Named object pointing entries:

----

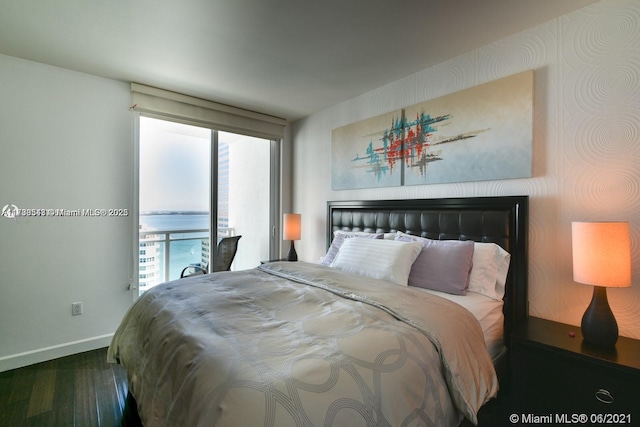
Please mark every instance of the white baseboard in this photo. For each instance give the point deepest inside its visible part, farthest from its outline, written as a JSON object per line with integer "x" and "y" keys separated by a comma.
{"x": 27, "y": 358}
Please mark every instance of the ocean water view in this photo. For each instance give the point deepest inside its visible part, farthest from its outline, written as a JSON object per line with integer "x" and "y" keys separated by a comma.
{"x": 182, "y": 252}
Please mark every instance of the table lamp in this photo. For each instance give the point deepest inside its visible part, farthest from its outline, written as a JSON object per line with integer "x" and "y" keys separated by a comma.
{"x": 292, "y": 230}
{"x": 602, "y": 258}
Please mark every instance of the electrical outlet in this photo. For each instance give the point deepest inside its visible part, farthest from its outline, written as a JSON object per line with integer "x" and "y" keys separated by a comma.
{"x": 76, "y": 308}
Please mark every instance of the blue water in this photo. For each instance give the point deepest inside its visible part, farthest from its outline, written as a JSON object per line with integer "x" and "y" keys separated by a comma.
{"x": 182, "y": 252}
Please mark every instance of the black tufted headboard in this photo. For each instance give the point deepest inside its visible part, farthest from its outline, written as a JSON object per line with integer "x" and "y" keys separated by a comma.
{"x": 501, "y": 220}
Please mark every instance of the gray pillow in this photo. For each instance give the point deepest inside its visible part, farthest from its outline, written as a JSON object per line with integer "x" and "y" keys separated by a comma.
{"x": 443, "y": 265}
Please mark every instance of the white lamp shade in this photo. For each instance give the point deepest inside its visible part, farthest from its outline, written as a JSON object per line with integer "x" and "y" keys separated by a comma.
{"x": 601, "y": 253}
{"x": 292, "y": 227}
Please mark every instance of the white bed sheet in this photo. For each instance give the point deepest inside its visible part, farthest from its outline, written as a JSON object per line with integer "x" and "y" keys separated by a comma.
{"x": 488, "y": 312}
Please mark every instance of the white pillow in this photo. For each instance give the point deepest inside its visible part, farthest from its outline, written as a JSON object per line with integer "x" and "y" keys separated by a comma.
{"x": 489, "y": 272}
{"x": 389, "y": 260}
{"x": 338, "y": 238}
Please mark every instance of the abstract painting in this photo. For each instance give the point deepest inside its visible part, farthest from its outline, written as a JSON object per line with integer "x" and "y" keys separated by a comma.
{"x": 481, "y": 133}
{"x": 367, "y": 153}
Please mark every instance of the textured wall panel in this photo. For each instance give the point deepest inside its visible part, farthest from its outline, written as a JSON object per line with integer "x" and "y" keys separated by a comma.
{"x": 586, "y": 149}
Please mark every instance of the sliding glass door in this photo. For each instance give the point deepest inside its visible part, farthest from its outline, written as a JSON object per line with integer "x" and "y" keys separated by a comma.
{"x": 196, "y": 186}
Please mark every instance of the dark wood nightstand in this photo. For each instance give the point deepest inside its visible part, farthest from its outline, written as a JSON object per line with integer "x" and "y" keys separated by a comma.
{"x": 555, "y": 373}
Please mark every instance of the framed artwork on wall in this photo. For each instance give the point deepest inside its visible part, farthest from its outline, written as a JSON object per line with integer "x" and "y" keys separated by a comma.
{"x": 477, "y": 134}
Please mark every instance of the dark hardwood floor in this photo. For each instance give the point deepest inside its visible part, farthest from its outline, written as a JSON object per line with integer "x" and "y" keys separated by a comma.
{"x": 78, "y": 390}
{"x": 84, "y": 390}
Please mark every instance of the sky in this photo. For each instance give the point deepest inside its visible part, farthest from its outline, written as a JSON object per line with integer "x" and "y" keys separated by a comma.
{"x": 174, "y": 166}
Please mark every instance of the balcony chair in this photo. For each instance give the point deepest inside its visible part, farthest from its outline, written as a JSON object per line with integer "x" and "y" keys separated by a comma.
{"x": 227, "y": 248}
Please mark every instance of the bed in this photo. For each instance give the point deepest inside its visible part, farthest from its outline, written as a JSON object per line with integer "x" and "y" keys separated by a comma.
{"x": 326, "y": 343}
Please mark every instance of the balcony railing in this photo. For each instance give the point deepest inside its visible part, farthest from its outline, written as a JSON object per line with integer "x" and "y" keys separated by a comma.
{"x": 159, "y": 247}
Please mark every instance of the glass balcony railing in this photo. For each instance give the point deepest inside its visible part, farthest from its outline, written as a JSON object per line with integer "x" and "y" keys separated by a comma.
{"x": 165, "y": 253}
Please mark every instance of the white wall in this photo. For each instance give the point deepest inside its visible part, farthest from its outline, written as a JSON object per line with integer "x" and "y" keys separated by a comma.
{"x": 586, "y": 146}
{"x": 65, "y": 142}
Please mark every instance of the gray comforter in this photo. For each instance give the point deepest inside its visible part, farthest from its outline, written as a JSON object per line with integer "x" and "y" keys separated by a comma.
{"x": 298, "y": 344}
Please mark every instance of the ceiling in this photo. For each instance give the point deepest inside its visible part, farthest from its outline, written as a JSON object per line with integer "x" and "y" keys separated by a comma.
{"x": 286, "y": 58}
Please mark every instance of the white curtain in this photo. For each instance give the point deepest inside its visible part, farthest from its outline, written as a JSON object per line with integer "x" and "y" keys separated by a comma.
{"x": 199, "y": 112}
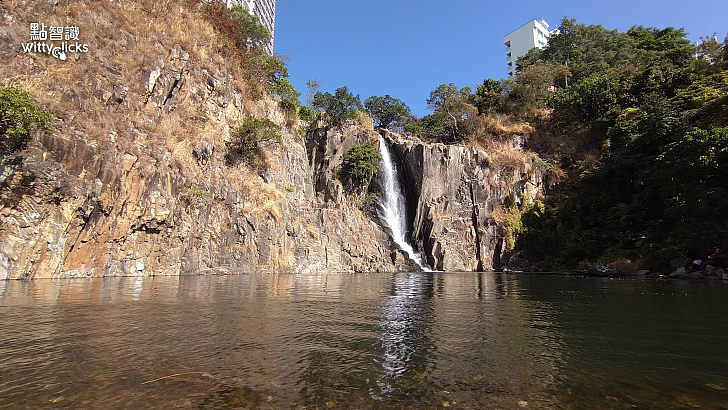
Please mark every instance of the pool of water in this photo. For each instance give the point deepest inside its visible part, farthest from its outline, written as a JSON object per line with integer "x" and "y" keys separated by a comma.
{"x": 405, "y": 340}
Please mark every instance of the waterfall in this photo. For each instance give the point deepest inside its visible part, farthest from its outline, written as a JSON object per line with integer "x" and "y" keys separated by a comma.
{"x": 392, "y": 205}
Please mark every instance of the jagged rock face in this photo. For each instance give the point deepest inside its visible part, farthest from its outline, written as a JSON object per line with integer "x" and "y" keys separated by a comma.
{"x": 452, "y": 191}
{"x": 133, "y": 180}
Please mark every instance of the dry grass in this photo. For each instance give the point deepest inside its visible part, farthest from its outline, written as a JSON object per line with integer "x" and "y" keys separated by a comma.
{"x": 497, "y": 126}
{"x": 505, "y": 156}
{"x": 280, "y": 258}
{"x": 313, "y": 231}
{"x": 262, "y": 198}
{"x": 126, "y": 41}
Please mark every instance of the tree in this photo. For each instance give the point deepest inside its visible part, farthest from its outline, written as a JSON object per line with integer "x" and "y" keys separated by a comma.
{"x": 450, "y": 109}
{"x": 387, "y": 110}
{"x": 360, "y": 165}
{"x": 313, "y": 86}
{"x": 488, "y": 95}
{"x": 19, "y": 117}
{"x": 247, "y": 141}
{"x": 340, "y": 106}
{"x": 287, "y": 93}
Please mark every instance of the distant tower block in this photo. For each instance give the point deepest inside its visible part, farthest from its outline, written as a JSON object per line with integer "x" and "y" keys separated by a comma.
{"x": 265, "y": 10}
{"x": 534, "y": 34}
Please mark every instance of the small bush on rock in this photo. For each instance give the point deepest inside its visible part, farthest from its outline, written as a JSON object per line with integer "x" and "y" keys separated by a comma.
{"x": 360, "y": 165}
{"x": 19, "y": 117}
{"x": 247, "y": 142}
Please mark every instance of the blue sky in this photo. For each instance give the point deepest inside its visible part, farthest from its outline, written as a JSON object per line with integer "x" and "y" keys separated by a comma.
{"x": 406, "y": 48}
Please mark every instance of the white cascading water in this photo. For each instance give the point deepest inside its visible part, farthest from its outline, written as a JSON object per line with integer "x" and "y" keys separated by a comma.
{"x": 393, "y": 205}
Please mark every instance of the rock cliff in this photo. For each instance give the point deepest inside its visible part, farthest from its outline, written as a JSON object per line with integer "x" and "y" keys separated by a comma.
{"x": 453, "y": 192}
{"x": 133, "y": 180}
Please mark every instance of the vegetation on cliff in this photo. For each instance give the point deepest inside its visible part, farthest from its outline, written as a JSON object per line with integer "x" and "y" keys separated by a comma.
{"x": 641, "y": 132}
{"x": 19, "y": 118}
{"x": 360, "y": 165}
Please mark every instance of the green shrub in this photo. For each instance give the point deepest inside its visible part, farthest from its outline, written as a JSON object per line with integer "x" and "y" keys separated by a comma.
{"x": 307, "y": 113}
{"x": 387, "y": 110}
{"x": 19, "y": 117}
{"x": 283, "y": 88}
{"x": 247, "y": 141}
{"x": 340, "y": 106}
{"x": 252, "y": 36}
{"x": 360, "y": 165}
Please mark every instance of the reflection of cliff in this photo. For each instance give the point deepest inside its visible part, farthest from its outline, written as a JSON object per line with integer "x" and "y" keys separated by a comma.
{"x": 406, "y": 316}
{"x": 278, "y": 340}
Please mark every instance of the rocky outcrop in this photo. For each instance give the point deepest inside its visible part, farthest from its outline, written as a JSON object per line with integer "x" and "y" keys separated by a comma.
{"x": 133, "y": 180}
{"x": 453, "y": 191}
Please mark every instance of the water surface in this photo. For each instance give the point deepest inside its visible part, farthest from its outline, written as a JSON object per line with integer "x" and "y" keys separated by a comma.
{"x": 412, "y": 340}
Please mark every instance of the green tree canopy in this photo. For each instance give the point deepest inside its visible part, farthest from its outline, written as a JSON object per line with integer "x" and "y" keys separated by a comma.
{"x": 360, "y": 165}
{"x": 19, "y": 117}
{"x": 387, "y": 110}
{"x": 248, "y": 140}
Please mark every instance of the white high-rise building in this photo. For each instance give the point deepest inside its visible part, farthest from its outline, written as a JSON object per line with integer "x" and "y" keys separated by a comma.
{"x": 266, "y": 12}
{"x": 534, "y": 34}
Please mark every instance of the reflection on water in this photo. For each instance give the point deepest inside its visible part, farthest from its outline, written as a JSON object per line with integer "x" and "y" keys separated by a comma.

----

Transcribe word for word the lines from the one holding "Please mark every instance of the white high-rise" to the last line of the listing above, inclusive.

● CORRECT RESULT:
Please mark every instance of the white high-rise building in this photo. For each instance give the point deepest inside its visible part, farthest from its outline, written as a JSON object per line with integer "x" and "y" keys separated by a comma.
{"x": 266, "y": 12}
{"x": 534, "y": 34}
Please mark every instance of the reflection on water in this photo. For each instance give the point deepest inside its visible part, farthest from its outline, written as a JSON object per line with integer "x" and "y" keys separated by a comma.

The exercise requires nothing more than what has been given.